• **Objetivo da tarefa**: Conte quantas linhas dos dados abaixo contêm a palavra "tower", considerando a diferença entre maiúsculas e minúsculas. Responda apenas com o número.

• **Material do exercício**:
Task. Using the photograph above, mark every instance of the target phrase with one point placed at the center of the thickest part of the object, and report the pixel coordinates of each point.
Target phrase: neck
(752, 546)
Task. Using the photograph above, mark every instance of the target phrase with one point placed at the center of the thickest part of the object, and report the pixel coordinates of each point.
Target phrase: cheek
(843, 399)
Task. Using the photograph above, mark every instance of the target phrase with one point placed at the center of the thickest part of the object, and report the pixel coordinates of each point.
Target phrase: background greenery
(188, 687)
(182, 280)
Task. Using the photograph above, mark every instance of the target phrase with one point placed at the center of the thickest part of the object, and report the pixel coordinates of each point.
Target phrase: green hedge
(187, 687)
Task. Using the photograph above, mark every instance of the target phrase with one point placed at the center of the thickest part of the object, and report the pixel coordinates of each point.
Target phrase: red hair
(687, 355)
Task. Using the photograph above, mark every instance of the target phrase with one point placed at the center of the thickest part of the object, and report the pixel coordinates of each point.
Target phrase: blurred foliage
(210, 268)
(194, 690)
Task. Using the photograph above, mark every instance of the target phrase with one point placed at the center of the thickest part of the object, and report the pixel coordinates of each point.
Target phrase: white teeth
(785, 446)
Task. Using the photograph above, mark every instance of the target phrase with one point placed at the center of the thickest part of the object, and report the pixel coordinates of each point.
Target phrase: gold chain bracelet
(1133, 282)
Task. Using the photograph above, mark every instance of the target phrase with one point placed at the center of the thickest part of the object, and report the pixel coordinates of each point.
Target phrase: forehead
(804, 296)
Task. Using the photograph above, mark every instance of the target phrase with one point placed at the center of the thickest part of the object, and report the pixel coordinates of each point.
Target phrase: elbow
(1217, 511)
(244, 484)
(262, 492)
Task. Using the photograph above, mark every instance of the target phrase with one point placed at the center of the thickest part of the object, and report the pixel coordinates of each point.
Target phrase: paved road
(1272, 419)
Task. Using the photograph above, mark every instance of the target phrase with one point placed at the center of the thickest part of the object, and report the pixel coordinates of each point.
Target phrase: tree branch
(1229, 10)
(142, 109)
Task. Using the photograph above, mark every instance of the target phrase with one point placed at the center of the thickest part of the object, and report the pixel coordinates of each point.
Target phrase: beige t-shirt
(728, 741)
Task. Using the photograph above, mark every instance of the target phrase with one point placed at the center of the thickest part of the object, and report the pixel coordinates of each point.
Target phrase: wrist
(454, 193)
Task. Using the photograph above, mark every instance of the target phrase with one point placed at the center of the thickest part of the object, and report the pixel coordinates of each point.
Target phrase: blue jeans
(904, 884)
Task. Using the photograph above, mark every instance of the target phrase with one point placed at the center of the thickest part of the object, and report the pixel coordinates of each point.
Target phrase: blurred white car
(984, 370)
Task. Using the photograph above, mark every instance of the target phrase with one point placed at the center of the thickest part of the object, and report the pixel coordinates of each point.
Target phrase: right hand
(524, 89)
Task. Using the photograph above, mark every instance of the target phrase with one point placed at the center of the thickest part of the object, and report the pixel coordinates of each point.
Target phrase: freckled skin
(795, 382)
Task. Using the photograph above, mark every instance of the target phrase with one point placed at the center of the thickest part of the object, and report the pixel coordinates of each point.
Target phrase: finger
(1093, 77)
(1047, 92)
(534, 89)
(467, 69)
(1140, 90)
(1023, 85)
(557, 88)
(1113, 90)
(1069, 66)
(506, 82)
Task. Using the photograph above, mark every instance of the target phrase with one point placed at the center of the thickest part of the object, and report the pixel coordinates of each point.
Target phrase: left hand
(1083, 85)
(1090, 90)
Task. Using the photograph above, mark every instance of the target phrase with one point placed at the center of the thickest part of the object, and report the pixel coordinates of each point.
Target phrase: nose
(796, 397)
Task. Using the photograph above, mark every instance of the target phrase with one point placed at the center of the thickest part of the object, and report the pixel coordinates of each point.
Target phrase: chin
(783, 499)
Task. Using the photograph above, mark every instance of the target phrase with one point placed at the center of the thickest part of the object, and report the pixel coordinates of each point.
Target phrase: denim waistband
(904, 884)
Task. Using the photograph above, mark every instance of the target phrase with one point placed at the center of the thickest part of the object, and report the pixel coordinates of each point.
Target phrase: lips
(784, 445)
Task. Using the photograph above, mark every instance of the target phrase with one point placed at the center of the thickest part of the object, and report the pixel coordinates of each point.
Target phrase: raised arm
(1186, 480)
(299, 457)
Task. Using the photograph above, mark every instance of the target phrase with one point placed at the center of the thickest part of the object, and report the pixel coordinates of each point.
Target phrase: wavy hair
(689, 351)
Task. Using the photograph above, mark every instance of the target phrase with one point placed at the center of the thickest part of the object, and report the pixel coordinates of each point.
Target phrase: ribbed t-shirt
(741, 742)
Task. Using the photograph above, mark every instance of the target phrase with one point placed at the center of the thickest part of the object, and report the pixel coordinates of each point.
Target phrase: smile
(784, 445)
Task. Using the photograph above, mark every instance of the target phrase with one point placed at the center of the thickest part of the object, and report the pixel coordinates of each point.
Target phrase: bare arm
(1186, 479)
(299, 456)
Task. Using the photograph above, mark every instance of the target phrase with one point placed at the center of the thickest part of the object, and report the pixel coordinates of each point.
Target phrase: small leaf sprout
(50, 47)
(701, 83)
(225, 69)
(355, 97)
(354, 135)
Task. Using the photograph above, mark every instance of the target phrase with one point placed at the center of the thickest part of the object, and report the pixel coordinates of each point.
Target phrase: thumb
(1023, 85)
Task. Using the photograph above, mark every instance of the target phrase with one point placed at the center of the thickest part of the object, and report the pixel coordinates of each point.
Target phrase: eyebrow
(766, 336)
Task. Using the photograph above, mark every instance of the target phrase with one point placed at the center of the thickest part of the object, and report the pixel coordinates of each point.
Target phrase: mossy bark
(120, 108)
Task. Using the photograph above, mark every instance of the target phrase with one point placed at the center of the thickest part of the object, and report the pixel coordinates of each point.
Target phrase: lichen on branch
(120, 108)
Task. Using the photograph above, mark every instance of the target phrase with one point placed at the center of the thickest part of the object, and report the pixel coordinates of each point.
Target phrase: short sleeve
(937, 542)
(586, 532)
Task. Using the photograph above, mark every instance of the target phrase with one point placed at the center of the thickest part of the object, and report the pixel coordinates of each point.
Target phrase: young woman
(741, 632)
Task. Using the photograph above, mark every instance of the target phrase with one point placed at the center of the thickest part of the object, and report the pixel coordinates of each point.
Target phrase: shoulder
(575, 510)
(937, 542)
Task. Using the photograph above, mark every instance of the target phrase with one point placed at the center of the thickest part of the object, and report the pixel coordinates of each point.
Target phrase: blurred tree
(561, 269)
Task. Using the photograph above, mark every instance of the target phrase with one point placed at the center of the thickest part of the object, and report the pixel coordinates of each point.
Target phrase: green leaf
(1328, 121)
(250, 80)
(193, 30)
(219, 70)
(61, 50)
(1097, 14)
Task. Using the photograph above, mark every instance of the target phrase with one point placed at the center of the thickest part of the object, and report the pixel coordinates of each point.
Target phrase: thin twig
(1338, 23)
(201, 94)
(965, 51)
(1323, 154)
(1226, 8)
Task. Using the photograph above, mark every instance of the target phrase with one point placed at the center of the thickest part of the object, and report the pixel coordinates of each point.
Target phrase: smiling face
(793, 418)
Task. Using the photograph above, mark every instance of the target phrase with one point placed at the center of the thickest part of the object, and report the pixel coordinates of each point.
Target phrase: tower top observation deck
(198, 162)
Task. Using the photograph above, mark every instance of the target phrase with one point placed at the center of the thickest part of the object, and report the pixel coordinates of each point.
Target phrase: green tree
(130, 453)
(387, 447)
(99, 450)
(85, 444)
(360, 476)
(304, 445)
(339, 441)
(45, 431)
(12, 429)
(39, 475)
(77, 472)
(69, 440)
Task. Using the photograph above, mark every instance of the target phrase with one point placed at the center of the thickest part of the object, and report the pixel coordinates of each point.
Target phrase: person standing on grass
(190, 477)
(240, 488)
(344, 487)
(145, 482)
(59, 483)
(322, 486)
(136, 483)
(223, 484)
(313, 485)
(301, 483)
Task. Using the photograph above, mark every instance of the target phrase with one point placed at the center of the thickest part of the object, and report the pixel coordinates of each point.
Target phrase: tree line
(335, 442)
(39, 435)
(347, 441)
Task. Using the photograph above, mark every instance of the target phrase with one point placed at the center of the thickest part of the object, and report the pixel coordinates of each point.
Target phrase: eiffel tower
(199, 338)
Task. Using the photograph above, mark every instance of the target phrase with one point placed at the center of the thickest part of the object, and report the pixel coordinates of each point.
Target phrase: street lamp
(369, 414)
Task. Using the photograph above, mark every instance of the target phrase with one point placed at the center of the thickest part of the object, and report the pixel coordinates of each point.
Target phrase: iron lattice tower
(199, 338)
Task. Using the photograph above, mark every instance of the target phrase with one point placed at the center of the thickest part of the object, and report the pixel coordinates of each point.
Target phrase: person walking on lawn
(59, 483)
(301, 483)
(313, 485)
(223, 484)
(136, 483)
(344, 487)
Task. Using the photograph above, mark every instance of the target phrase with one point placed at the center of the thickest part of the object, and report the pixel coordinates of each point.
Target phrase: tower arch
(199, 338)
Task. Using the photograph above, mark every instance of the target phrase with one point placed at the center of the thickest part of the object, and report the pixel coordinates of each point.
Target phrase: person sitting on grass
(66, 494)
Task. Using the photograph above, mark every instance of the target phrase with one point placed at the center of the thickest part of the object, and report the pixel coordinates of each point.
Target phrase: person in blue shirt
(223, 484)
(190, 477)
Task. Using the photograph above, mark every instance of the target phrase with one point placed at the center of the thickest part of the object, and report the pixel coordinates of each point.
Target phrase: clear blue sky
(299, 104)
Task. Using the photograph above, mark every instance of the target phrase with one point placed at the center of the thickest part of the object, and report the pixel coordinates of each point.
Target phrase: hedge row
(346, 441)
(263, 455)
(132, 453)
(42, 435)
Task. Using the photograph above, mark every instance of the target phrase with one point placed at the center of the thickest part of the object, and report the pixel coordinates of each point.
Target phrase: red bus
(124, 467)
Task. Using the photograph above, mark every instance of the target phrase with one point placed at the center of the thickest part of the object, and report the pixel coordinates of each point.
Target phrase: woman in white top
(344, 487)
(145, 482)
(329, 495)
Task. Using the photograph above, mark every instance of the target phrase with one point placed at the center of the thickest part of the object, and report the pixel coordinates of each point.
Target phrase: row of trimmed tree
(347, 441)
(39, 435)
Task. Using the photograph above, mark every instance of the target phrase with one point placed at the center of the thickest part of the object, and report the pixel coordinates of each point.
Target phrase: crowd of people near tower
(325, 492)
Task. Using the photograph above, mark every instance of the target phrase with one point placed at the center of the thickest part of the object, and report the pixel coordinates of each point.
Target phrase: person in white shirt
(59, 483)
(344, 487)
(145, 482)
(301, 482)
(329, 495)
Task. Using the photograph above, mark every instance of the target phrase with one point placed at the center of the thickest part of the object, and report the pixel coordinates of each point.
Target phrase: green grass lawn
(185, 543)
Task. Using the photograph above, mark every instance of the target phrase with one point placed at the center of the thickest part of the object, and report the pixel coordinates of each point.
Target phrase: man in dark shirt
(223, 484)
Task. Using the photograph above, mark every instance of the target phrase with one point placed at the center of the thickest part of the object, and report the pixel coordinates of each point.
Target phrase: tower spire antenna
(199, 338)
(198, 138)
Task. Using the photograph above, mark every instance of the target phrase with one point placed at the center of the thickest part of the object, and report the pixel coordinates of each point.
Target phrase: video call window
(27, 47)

• **Solução da tarefa**: 6